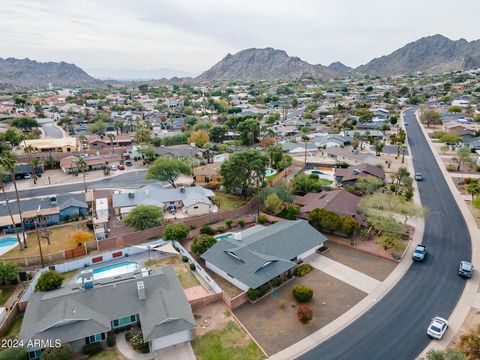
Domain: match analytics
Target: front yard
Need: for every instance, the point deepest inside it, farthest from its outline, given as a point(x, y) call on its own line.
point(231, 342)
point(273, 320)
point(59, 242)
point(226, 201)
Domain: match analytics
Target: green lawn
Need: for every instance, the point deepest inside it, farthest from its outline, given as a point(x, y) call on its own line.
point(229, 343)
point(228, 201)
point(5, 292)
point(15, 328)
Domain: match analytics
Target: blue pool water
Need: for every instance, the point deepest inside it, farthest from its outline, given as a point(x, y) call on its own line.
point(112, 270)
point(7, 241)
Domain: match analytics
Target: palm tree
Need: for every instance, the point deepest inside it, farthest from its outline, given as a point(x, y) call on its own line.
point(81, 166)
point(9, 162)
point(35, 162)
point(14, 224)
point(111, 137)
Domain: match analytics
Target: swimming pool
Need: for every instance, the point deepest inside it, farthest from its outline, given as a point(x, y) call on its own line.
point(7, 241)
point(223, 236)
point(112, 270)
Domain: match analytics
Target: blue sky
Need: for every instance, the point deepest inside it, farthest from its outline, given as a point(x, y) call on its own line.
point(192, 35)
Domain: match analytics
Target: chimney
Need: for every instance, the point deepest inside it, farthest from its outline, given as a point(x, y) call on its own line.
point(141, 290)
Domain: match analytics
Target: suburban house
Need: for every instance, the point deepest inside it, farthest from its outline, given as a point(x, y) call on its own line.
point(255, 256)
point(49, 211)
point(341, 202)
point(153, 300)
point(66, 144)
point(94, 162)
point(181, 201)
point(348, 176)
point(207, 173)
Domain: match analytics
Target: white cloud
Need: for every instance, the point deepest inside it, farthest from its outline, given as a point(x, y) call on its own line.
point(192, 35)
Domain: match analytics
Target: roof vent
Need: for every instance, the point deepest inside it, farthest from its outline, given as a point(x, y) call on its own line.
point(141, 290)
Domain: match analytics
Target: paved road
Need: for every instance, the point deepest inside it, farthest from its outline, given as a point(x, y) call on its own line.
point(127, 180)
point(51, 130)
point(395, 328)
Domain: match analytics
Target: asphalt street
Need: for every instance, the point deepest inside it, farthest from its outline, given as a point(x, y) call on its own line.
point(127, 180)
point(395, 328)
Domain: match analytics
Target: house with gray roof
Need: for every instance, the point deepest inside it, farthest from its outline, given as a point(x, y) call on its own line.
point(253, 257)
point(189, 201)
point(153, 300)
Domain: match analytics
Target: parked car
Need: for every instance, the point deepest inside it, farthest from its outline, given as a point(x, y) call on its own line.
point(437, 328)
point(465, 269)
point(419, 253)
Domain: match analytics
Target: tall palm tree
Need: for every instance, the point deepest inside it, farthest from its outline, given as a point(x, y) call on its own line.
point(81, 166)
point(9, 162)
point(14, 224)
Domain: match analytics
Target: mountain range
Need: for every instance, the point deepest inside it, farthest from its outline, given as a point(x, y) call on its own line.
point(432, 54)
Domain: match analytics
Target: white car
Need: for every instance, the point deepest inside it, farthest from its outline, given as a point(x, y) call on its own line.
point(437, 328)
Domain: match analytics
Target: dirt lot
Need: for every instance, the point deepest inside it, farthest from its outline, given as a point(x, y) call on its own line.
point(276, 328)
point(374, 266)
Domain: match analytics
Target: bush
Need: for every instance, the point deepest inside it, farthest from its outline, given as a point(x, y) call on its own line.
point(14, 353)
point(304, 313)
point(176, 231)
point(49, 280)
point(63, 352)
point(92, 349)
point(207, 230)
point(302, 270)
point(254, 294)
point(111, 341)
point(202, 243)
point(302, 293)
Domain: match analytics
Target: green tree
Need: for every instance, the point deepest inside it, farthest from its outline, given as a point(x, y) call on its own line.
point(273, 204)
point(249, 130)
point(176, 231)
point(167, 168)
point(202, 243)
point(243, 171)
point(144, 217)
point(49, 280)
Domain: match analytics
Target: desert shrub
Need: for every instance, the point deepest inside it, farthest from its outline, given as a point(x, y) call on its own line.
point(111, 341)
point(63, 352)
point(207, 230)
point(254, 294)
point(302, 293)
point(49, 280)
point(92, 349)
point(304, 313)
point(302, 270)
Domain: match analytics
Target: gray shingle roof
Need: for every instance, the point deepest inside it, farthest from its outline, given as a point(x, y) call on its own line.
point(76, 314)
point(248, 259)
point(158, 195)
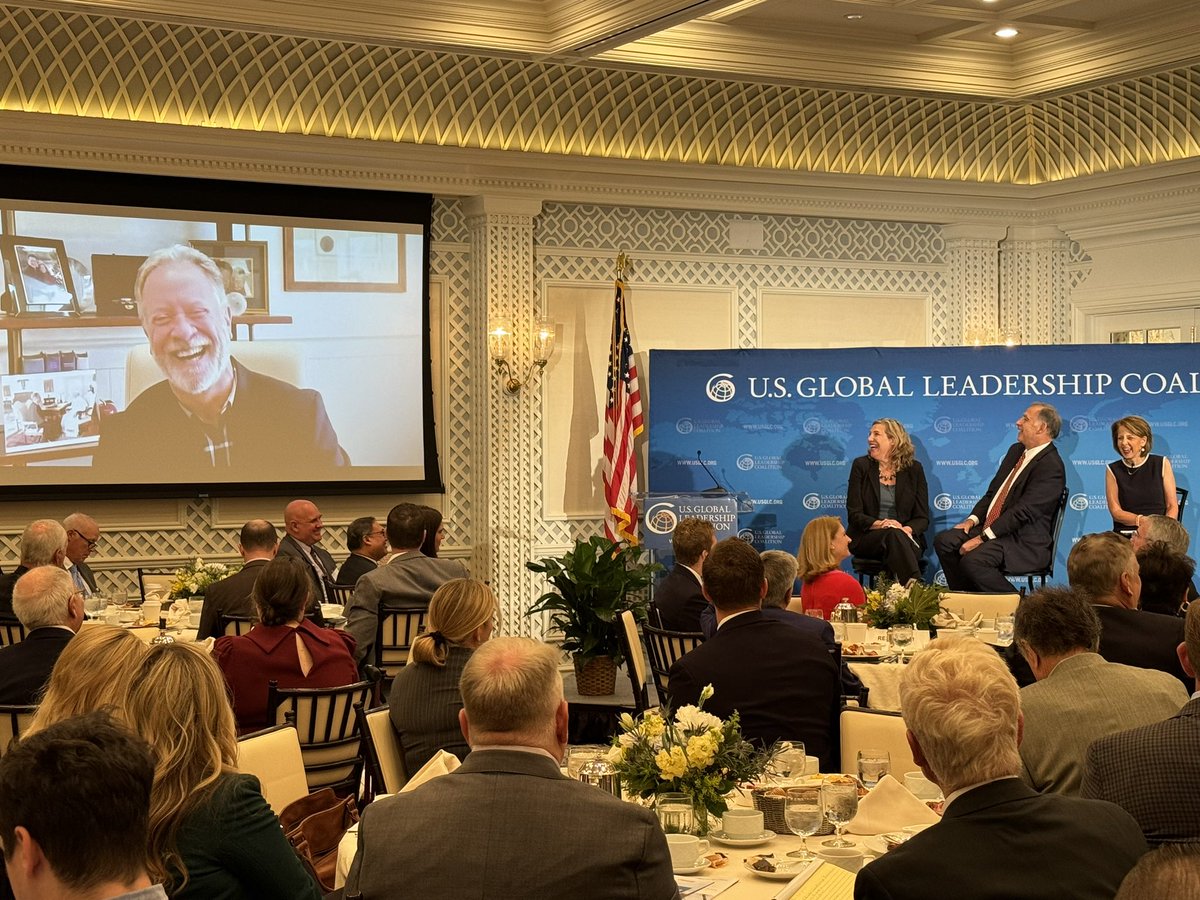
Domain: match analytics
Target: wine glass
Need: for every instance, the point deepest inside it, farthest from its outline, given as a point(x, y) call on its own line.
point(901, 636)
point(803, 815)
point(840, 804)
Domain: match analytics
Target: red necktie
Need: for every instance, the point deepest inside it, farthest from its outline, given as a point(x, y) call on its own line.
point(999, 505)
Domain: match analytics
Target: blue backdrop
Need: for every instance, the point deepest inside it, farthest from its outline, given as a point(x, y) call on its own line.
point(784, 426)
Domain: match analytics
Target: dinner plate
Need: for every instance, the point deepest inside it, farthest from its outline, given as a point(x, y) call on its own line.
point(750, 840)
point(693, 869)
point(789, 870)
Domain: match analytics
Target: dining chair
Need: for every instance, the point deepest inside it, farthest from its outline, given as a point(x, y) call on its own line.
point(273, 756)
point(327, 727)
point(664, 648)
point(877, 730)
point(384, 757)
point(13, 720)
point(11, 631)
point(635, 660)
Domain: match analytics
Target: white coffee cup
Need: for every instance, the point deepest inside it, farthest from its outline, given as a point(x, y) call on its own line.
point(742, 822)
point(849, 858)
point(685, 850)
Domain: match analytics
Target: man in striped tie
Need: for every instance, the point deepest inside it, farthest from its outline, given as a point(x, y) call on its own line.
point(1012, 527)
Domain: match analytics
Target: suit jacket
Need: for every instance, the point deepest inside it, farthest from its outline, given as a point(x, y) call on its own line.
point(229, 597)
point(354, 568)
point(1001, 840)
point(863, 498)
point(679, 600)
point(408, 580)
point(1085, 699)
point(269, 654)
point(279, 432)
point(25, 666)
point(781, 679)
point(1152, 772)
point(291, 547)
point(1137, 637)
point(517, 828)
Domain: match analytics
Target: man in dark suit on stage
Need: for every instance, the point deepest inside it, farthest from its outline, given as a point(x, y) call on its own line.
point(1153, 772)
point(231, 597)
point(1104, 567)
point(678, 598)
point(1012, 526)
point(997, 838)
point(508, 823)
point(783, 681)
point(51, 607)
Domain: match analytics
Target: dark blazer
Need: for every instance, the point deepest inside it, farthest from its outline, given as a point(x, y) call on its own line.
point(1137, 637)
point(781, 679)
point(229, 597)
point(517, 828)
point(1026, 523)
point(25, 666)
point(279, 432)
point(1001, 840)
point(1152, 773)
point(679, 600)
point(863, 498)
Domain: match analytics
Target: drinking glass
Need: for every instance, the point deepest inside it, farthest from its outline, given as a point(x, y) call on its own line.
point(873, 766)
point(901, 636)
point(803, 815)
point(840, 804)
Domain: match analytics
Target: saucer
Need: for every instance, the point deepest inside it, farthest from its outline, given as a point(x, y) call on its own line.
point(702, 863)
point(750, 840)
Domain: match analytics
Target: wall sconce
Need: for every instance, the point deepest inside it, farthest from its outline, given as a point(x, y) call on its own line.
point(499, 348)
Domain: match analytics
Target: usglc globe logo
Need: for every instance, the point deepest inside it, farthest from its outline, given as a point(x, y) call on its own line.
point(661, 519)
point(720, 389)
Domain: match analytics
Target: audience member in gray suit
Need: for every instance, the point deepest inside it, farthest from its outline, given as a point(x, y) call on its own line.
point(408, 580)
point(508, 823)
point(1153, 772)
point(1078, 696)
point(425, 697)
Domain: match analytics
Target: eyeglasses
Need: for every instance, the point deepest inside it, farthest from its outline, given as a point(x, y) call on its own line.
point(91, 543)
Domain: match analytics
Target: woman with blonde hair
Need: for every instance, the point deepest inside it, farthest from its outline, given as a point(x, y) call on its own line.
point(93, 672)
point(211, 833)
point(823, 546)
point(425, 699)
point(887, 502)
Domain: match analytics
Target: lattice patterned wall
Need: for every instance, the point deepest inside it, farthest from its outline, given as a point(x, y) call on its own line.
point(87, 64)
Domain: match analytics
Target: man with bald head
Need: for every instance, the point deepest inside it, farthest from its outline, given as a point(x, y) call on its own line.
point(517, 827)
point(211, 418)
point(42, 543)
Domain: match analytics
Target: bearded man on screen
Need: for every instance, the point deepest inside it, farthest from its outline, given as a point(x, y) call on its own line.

———

Brief :: Look above for the line holding "Target: blue pool water" and the line holding "Target: palm tree", then output exactly those two lines and every line between them, nothing more.

Result for this exercise ::
Target: blue pool water
Need: for every instance, the point deepest inside it, farthest from its outline, given as a point(x, y) call on its own line.
point(112, 270)
point(7, 241)
Domain: match analytics
Target: palm tree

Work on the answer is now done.